TASK STATEMENT:
Locate the line that contains "Practice. Identify the beer glass". Print it and every subsequent line through the final line of the records, exactly and only those.

Data items:

■ ■ ■ ■

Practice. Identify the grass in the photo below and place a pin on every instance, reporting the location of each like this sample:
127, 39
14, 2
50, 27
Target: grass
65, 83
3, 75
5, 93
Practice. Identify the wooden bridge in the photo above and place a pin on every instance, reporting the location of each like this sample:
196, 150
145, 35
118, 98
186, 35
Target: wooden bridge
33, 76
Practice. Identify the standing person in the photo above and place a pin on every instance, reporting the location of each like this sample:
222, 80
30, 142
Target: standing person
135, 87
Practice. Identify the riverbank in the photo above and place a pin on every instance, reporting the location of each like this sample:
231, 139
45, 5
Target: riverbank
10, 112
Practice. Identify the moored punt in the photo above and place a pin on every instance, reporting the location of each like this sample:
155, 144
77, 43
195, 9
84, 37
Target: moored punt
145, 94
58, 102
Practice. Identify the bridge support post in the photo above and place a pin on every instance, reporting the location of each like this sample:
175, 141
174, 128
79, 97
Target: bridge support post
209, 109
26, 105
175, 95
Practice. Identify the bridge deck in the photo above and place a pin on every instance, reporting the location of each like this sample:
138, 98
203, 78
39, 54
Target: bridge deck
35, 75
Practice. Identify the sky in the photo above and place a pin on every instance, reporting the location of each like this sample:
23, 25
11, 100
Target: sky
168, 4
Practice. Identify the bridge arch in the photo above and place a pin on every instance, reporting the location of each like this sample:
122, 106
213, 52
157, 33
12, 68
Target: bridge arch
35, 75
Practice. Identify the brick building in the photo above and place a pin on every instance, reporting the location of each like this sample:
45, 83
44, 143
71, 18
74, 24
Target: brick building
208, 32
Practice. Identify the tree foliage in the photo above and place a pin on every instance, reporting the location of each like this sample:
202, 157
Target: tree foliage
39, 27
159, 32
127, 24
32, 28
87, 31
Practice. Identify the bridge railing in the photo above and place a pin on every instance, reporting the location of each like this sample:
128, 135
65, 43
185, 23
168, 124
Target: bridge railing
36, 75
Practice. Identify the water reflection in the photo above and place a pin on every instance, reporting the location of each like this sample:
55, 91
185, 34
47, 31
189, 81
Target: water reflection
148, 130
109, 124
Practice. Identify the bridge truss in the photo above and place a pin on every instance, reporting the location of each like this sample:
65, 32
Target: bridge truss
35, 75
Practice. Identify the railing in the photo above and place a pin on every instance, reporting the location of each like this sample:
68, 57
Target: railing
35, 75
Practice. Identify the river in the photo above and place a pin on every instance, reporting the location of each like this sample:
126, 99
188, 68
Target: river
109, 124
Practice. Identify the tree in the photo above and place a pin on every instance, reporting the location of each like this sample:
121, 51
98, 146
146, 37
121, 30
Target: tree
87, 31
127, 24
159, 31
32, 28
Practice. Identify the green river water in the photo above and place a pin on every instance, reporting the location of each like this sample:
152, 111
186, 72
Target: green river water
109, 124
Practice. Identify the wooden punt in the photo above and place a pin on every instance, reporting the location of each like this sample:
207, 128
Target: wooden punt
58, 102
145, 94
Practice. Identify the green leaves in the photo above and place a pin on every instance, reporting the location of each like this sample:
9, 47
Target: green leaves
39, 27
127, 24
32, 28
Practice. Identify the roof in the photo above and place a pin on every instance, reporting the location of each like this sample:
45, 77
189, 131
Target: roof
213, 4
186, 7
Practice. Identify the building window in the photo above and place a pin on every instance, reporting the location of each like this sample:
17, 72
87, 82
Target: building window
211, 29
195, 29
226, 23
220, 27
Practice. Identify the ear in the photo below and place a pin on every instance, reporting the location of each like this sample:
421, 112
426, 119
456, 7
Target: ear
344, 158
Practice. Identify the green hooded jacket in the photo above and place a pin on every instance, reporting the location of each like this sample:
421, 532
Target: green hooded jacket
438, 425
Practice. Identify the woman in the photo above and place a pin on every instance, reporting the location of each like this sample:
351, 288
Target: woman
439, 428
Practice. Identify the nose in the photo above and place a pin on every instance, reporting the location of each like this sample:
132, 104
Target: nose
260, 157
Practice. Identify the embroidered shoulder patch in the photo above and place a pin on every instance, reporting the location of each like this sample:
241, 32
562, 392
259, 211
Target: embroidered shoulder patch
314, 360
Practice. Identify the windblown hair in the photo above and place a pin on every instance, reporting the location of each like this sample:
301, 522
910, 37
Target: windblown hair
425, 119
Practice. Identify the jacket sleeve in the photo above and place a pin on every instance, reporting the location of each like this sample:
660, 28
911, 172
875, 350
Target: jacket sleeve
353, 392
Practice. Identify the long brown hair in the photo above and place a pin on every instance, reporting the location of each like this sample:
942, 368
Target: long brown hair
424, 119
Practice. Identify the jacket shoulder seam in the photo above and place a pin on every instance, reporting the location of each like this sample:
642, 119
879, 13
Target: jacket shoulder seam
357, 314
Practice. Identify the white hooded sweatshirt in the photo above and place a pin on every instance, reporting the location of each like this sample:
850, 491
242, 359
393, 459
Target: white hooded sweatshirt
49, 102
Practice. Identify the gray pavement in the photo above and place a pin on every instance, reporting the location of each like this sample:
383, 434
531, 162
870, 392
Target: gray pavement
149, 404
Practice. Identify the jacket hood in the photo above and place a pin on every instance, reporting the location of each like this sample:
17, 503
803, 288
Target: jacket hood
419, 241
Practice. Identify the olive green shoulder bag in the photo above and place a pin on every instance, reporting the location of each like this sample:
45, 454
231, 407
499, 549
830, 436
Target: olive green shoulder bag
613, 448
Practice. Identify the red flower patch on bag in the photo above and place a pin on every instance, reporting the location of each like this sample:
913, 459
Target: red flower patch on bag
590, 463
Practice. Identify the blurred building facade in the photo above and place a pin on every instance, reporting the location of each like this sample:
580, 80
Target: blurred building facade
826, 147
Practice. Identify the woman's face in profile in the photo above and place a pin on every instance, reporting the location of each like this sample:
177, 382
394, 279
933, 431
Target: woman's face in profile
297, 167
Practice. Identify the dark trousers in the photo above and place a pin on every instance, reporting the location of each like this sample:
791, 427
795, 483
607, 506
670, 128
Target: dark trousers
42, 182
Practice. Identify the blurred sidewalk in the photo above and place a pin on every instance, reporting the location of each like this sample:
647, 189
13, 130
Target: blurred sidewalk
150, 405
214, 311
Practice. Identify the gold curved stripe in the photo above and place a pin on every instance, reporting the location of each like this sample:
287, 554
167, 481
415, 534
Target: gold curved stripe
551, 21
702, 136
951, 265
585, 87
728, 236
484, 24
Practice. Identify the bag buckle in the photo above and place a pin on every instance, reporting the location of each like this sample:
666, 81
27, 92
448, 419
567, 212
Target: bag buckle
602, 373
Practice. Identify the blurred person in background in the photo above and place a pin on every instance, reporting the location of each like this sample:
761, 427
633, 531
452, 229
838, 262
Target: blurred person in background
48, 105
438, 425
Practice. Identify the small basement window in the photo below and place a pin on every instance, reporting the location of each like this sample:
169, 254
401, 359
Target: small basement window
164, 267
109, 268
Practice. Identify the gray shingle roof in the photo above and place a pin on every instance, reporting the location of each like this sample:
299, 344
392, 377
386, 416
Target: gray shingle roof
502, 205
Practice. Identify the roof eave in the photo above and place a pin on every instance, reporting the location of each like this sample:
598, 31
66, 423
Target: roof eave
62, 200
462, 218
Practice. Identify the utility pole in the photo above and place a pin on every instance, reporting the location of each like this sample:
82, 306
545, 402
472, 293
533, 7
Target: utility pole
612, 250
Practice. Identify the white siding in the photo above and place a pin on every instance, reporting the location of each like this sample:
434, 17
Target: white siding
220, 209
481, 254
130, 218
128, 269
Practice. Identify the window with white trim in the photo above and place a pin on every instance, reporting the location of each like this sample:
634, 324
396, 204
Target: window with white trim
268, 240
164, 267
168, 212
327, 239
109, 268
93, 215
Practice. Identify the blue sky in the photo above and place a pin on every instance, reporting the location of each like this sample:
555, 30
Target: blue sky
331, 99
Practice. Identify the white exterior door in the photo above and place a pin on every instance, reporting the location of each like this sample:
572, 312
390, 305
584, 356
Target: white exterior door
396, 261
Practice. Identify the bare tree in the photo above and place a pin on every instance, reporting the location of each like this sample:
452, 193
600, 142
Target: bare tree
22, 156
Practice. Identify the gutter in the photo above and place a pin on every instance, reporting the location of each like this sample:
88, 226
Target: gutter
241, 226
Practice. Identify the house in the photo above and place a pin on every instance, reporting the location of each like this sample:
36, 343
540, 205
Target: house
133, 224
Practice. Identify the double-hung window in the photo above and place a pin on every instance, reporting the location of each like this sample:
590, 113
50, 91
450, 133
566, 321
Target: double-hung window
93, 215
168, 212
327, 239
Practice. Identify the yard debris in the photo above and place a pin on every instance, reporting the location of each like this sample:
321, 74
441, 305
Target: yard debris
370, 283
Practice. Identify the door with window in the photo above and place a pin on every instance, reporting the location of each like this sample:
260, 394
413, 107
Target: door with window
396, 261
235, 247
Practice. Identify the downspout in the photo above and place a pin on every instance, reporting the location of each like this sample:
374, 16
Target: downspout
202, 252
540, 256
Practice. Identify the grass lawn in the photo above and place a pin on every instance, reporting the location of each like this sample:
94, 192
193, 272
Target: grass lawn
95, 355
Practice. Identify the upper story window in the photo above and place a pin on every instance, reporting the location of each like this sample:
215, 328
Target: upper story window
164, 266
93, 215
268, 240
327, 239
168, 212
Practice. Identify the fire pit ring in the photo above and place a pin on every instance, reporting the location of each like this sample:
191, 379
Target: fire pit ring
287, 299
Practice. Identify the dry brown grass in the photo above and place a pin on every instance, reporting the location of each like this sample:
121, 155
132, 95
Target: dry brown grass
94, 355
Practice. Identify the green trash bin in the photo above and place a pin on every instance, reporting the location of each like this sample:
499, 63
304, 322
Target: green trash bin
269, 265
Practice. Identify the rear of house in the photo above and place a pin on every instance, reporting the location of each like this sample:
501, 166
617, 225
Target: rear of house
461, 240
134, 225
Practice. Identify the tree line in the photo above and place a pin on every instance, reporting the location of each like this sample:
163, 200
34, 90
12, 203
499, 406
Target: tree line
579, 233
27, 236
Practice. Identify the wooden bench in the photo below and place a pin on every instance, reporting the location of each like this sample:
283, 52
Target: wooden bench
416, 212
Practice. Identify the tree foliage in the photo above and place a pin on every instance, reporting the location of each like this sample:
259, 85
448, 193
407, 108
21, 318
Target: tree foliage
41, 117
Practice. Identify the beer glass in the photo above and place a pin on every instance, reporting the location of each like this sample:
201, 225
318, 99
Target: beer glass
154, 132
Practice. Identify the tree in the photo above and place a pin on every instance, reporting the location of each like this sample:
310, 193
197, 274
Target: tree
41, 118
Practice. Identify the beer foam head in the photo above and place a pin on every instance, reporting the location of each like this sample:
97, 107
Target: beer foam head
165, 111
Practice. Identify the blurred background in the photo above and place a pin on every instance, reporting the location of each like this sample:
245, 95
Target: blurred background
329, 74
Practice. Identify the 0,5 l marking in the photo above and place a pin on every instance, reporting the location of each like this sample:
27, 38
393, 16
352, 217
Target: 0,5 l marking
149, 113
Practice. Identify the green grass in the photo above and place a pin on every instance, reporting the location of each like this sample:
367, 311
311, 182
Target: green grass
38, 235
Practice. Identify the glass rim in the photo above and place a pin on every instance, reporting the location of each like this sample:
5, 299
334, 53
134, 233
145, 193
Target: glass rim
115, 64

■ ■ ■ ■

ANSWER FOR THE TASK:
Practice. Identify the beer glass in the photo above and place a pin on every instance, reporting the location of each like this sample:
201, 225
318, 99
Target: beer glass
154, 132
Practice. Identify the tree in the photo above and place a pin on every instance, reporting the location of each like this sample:
310, 193
197, 274
Target: tree
41, 118
Practice. Identify the beer foam head in the photo above and place a pin on every instance, reporting the location of each like this sample:
97, 107
Target: beer foam head
165, 111
Practice. Identify the blurred background in the photo above and place a pin on every instance, reporting the location of each like this sample:
245, 95
Target: blurred background
329, 74
Practice. Identify the 0,5 l marking in the photo above and place a pin on every instance, reporting the location of each like this sample:
27, 38
393, 16
352, 217
Target: 0,5 l marking
149, 113
Practice. Identify the green grass in the photo above and place a pin on every instance, reporting the location of each like this sample:
367, 311
311, 182
Target: green grass
38, 235
Practice. Identify the glass rim in the photo above and place a pin on every instance, reporting the location of each like this sample:
5, 299
334, 53
134, 233
145, 193
Target: glass rim
115, 64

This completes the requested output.